PROBLEMS TO SOLVE:
1 > According to the Singapore Art Week 2022 guide, what is the admission price for S.E.A. Focus?
2 > Carry on the Singapore Art Week 2022 guide from its final sentence.

PASSAGE TO READ:
^^^^
With more than 130 different physical and digital art programmes to choose from, over one intense week (14 – 23 January), how will you decide on which events to attend? Stick with us as we bring you through our annual rundown of what’s hot this year.

In SAW 2022, the theme of “Art Takes Over” goes even further with programmes that spotlight the rich artistic practices of Singapore’s modern and contemporary artists. The events will raise awareness on the infinite possibilities across art mediums, through the creative use of technology. Many events will go well beyond the white cube to offer new experiences and perspectives in unexpected spaces.

Here are our top 6 picks of events that you should not miss:

1)         S.E.A. Focus – At Tanjong Pagar Distripark and online

We’re incredibly thrilled that S.E.A. Focus is returning for another edition of what looks to be SAW’s anchor event – one that is entirely homegrown and built from scratch to serve the local and regional artistic community. Led by STPI Creative Workshop & Gallery (STPI), the show has grown from strength to strength, deepening its engagement with Singapore and the Southeast Asian region with every subsequent edition. This year’s show will be a hybrid mix of digital and physical events, and mounted in collaboration with the world’s leading fair for modern and contemporary art, Art Basel. Centred around the poetic theme of ‘chance…constellations,’ S.E.A. Focus will  offer an exploration of the shared histories, geographies and converging cultures that connect our regional artistic community, through a seamless exhibition of Southeast Asian contemporary art from 23 galleries and over 50 artists.

Highlights include SEAspotlight, a specially-curated series of panel discussions themed around exciting artistic pivots to the future, for example the latest developments in NFT-based artworks, and how these can be acquired and secured for the future. For art enthusiasts unable to make the physical trip to Singapore, jump on the S.E.A. Focus digital platform on Artsy to make your purchases securely and conveniently. Or check out SEAcity, a region-wide offering of exhibitions and events hosted by partnering institutions, galleries and artist-run spaces to coincide with S.E.A. Focus and Singapore Art Week.

S.E.A. Focus’ signature containers located at Tanjong Pagar Distripark. Image courtesy of S.E.A. Focus

Further details on S.E.A Focus can be found here

Dates and opening hours :

15 – 22 January 2022 (Time: 1pm – 8pm)
23 January 2022 (Time: 1pm – 5pm)

Admission : S$10 per ticket

2)         HORIZONS – Online

Image courtesy of HORIZONS

While the Covid-19 pandemic has undoubtedly narrowed our worlds to the frames circumscribed by social distancing rules and lockdown regulations, it’s also widened our perspectives through the proliferation of digital platforms. There isn’t a better example of this than HORIZONS, a one-day extravaganza of art content from 22 -23 January. It promises to bring viewers on a digital journey through distant locales, all from the comfort and safety of their own homes. The geographical locations covered include Singapore, Guatemala, Istanbul, Dhaka, Seoul and London, and the 24-hour session caters to all manner of time differences. Expect to tune in to thought-leaders, artists, curators and patrons such as Benedicta Badia-Nordenstahl, Samson Young, Alexie Glass Kantor and Bonaventure Ndikung, amongst others. The slate of artistic programming is varied, and includes culinary exchanges, artist-led walking tours of far-away cities, and even a meditation event.
^^^^
ENTRIES SHOWN:
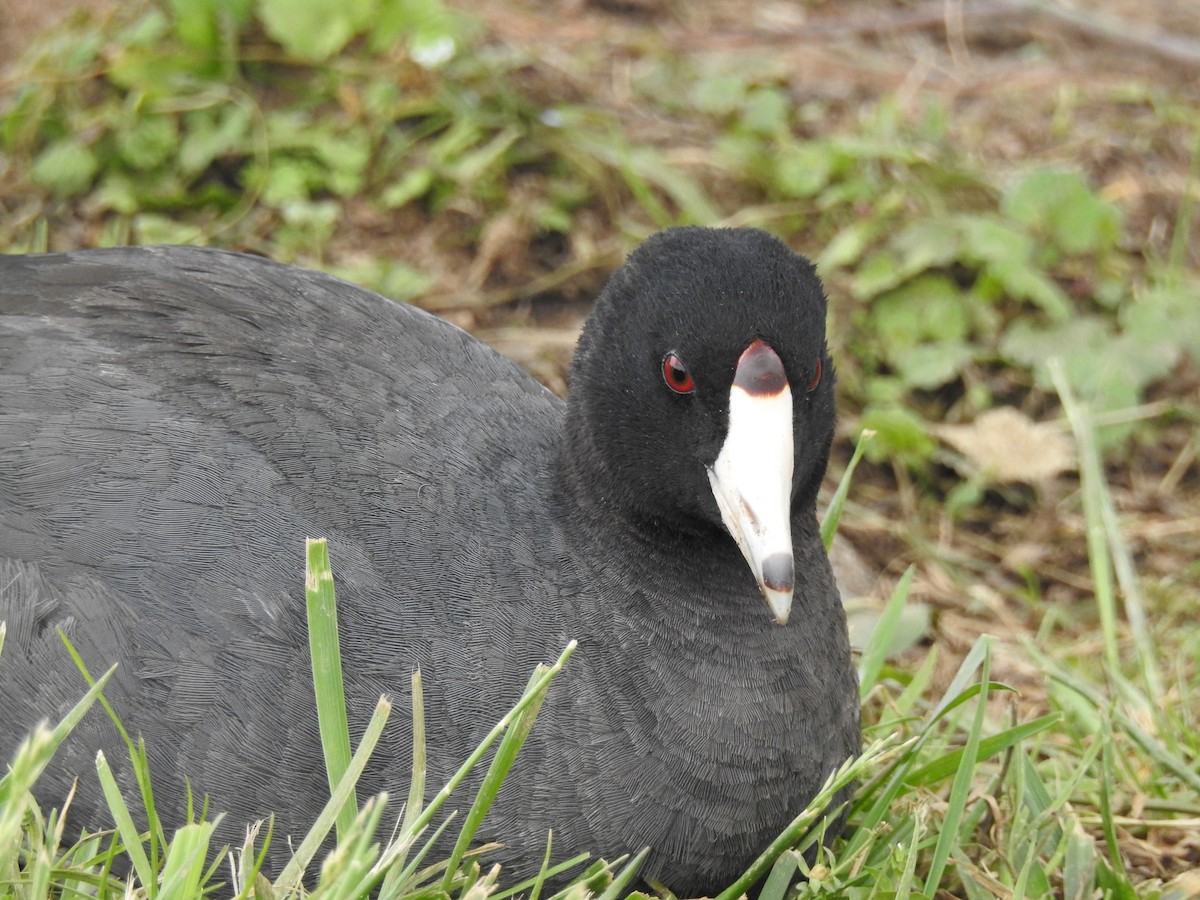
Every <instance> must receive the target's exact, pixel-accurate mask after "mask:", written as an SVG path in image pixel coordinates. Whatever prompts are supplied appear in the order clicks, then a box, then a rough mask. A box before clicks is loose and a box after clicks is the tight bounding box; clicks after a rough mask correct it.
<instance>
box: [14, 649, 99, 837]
mask: <svg viewBox="0 0 1200 900" xmlns="http://www.w3.org/2000/svg"><path fill="white" fill-rule="evenodd" d="M115 671H116V665H115V664H114V665H113V666H112V667H109V670H108V671H107V672H104V674H102V676H101V677H100V678H97V679H96V680H95V682H94V683H92V684H91V686H90V688H89V689H88V691H86V692H85V694H84V695H83V697H80V698H79V702H77V703H76V704H74V706H73V707H71V709H70V710H67V714H66V715H64V716H62V719H60V720H59V724H58V725H55V726H54V728H53V730H48V728H46V727H44V726H41V727H40V728H38V731H42V732H44V737H43V738H38V739H37V742H36V746H31V739H32V736H30V738H26V739H25V742H24V743H23V744H22V746H20V748H19V749H18V750H17V755H16V757H14V758H13V761H12V763H11V767H10V769H8V772H7V773H5V775H4V778H0V846H7V844H6V841H7V840H10V839H11V836H12V835H11V834H8V833H7V832H6V826H5V822H6V816H5V815H4V814H5V812H10V811H11V808H14V806H16V804H17V803H18V802H19V799H20V798H22V797H23V796H24V794H25V792H28V791H31V790H32V787H34V784H35V782H36V781H37V779H38V778H41V775H42V772H43V770H44V769H46V767H47V766H48V764H49V762H50V758H52V757H53V756H54V754H55V751H56V750H58V749H59V745H60V744H61V743H62V742H64V740H66V737H67V734H70V733H71V732H72V730H74V727H76V725H78V724H79V720H80V719H83V716H84V714H85V713H86V712H88V710H89V709H91V706H92V704H94V703H95V702H96V701H97V700H103V696H102V694H101V692H102V691H103V689H104V685H106V684H107V683H108V679H109V678H112V677H113V672H115Z"/></svg>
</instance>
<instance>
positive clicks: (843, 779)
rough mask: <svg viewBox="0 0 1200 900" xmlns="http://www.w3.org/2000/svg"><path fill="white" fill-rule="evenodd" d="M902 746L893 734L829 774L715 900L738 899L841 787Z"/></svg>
mask: <svg viewBox="0 0 1200 900" xmlns="http://www.w3.org/2000/svg"><path fill="white" fill-rule="evenodd" d="M905 746H907V744H896V742H895V739H894V738H892V737H887V738H882V739H880V740H876V742H875V743H874V744H871V745H870V746H868V748H866V749H865V750H864V751H863V754H862V755H860V756H857V757H854V758H852V760H847V761H846V762H845V763H844V764H842V766H841V767H840V768H839V769H838V770H836V772H833V773H830V775H829V778H828V779H826V782H824V786H823V787H822V788H821V790H820V791H817V793H816V796H815V797H814V798H812V799H811V800H809V804H808V806H805V809H804V810H803V811H802V812H800V814H799V815H798V816H797V817H796V818H793V820H792V822H791V823H790V824H788V826H787V828H785V829H784V832H782V833H781V834H780V835H779V836H778V838H775V840H773V841H772V842H770V846H768V847H767V850H764V851H763V852H762V853H761V854H760V856H758V858H757V859H756V860H755V862H754V863H751V864H750V868H749V869H746V870H745V872H743V874H742V876H740V877H738V880H737V881H734V882H733V883H732V884H730V887H727V888H726V889H725V890H722V892H721V893H720V894H718V895H716V898H715V900H737V898H739V896H742V895H743V894H745V893H746V892H748V890H749V889H750V888H751V887H752V886H754V884H755V883H756V882H758V880H760V878H762V877H763V876H764V875H766V874H767V871H768V870H769V869H770V868H772V866H773V865H774V864H775V860H776V859H779V856H780V854H781V853H782V852H784V851H786V850H790V848H791V847H793V846H796V845H797V844H798V842H799V840H800V839H802V838H803V836H804V834H805V833H806V832H808V830H809V829H810V828H811V827H812V824H814V823H815V822H816V821H817V820H818V818H820V817H821V816H822V815H824V812H826V810H827V809H828V808H829V804H830V803H833V799H834V797H836V794H838V792H839V791H841V788H844V787H846V785H850V784H852V782H854V781H858V780H860V778H862V775H863V773H865V772H866V770H868V769H870V768H875V767H877V766H881V764H883V763H886V762H887V760H888V758H889V757H890V756H894V755H896V754H899V752H900V751H902V750H904V748H905Z"/></svg>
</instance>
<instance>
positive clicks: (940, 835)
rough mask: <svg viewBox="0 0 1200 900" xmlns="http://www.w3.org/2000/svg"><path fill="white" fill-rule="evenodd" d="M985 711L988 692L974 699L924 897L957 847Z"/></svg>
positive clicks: (986, 647) (989, 660)
mask: <svg viewBox="0 0 1200 900" xmlns="http://www.w3.org/2000/svg"><path fill="white" fill-rule="evenodd" d="M980 640H982V641H983V647H984V653H983V671H982V673H980V676H979V682H980V683H982V684H984V685H986V684H989V683H990V680H991V679H990V673H991V642H990V640H989V638H986V637H984V638H980ZM986 712H988V692H986V691H983V692H980V695H979V697H978V698H977V700H976V714H974V719H973V721H972V722H971V731H968V732H967V743H966V746H964V748H962V750H961V764H960V766H959V768H958V772H956V773H955V775H954V782H953V784H952V785H950V796H949V799H948V800H947V804H946V817H944V820H943V821H942V826H941V828H940V830H938V835H937V845H936V846H935V847H934V859H932V862H931V863H930V865H929V875H928V876H926V877H925V896H935V895H936V892H937V888H938V886H940V884H941V883H942V875H943V874H944V871H946V864H947V862H948V860H949V858H950V851H952V850H953V848H954V847H956V846H958V844H959V840H960V835H959V822H960V821H961V820H962V814H964V812H965V810H966V805H967V800H968V799H970V796H971V781H972V779H973V778H974V770H976V762H977V760H978V758H979V742H980V740H982V739H983V726H984V720H985V716H986Z"/></svg>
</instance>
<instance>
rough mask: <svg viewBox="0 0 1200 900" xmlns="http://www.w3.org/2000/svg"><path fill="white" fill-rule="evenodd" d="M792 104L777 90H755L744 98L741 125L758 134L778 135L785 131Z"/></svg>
mask: <svg viewBox="0 0 1200 900" xmlns="http://www.w3.org/2000/svg"><path fill="white" fill-rule="evenodd" d="M791 108H792V104H791V101H790V100H788V97H787V95H786V94H785V92H784V91H782V90H780V89H779V88H756V89H755V90H752V91H751V92H750V96H749V97H746V103H745V107H744V108H743V110H742V124H743V125H744V126H745V127H746V128H749V130H750V131H752V132H756V133H758V134H780V133H782V132H786V131H787V119H788V113H790V112H791Z"/></svg>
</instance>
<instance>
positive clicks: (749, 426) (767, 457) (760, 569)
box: [708, 340, 794, 625]
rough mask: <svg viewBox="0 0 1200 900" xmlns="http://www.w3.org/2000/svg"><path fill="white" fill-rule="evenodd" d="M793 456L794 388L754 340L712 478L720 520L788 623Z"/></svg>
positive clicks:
^^^^
EXPECTED RESULTS:
1 > S$10 per ticket.

2 >
Tay Tong, Director of Sector Development (Visual Arts) at Singapore’s National Arts Council, remarked at the SAW press launch last year that “the world is opening up, literally, and figuratively in spirit, and we see SAW as a catalyst for the discovery of art from Singapore and the region.” HORIZONS is a great example of a platform offering fresh and enhanced art experiences through the use of cutting-edge digital technology.

Find out how you can tune in here

Dates: 22- 23 January

Admission is free

3)         SAW in 10 Days – Various locations and online

One refrain that’s commonly heard over the course of SAW each year is how there are simply far too many events for a visitor to cover in the space of a week. This year, Post-Museum rises to the challenge of bringing visitors both physically and virtually to over 100 art events in the space of 10 days. The organisers have arranged for a chartered minibus and will offer a range of  tours to these physical events. Each tour will be unique, covering different events across SAW and the full schedule is available upon registration.

The bus itself will also be a site for community-building and the sharing of audience experiences through enquiry and dialogue. Framed as an art adventure, “special detours” on selected days will be led by guest curators Kamiliah Bahdar, Susie Wong and Tang Fu Kuen.

Image courtesy of Singapore Art Week

In another fun twist, you’ll also be given the opportunity to collect unique stamps from each SAW 2022 event that you attend. Limited edition merchandise will be available to visitors with the highest number of stamps collected in the space of 10 days. Folks who can’t make the physical trip need not fret — SAW In 10 Days will be accessible for virtual viewing on digital platforms throughout the entire festival.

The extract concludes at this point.